▸ Parts of the exercise
**A.** In the bug report, list every setting name in the parameters dictionary passed to the regressor.
**B.** Answer each question from the bug report:
(i) Which Polars version is given?
(ii) What value is n set to in the example code?
(iii) What seed is passed to the random number generator?
**C.** Repeat the bug report word for word, from "This error does" up to and including "df = pl.DataFrame(data)".

>> Start Text

[python-package] Fitting on Polars Dataframe fails due to missing setter for fetures_names_in_
Description
When trying to fit a lightgbm model using a polars Dataframe as input, the code fails with the attribute error:
AttributeError: property 'feature_names_in_' of 'LGBMRegressor' object has no setter
Inheriting from the Model and defining a feature_names_in property with a setter fixes the issue.
This error does not occur when using a pandas DataFrame as Input (Version 2.2.2).
Reproducible example
import lightgbm as lgb
import numpy as np
import polars as pl
n = 500
rng = np.random.default_rng(42)
data = {"x1": rng.integers(0, 2, size=n), "x2": rng.integers(0, 2, size=n)}
df = pl.DataFrame(data)
y = data["x1"] + data["x2"] + data["x1"] * data["x2"]
y = y + rng.normal(scale=0.01, size=n)
parameters = {
"learning_rate": 0.1,
"min_data_in_bin": 1,
"min_data_in_leaf": 1,
"num_iterations": 3,
"num_leaves": 4,
"verbosity": -1,
}
# This fails with an AttributeError
regressor = lgb.LGBMRegressor(**parameters)
regressor.fit(df, y).predict(df)
# Rerunning with the PatchedRegressor fixes the issue
class PatchedRegressor(lgb.LGBMRegressor):
@property
def feature_names_in_(self):
return self._feature_name
@feature_names_in_.setter
def feature_names_in_(self, x):
self._feature_name = x
regressor = PatchedRegressor(**parameters)
regressor.fit(df, y).predict(df)
Environment info
Lightgbm: 4.6.0 Polars: 1.22.0 Numpy: 2.1.3 Python: 3.11.11
Additional Comments
I'll be investigating this week 😅
Hi, I've just run into this issue as well. Is there any update on the progress of this?

>> End Text
>> Start Recorded information

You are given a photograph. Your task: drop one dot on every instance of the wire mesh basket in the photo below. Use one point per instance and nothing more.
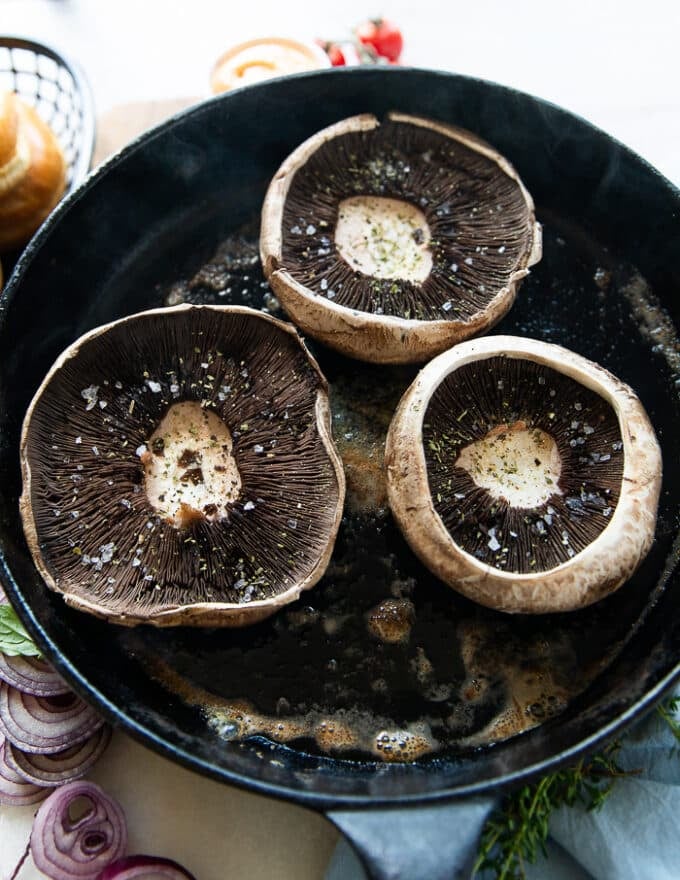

>> End Recorded information

▸ Solutions to the tasks
**A.**
learning_rate
min_data_in_bin
min_data_in_leaf
num_iterations
num_leaves
verbosity

**B.**
(i) 1.22.0
(ii) 500
(iii) 42

**C.**
This error does not occur when using a pandas DataFrame as Input (Version 2.2.2).
Reproducible example
import lightgbm as lgb
import numpy as np
import polars as pl
n = 500
rng = np.random.default_rng(42)
data = {"x1": rng.integers(0, 2, size=n), "x2": rng.integers(0, 2, size=n)}
df = pl.DataFrame(data)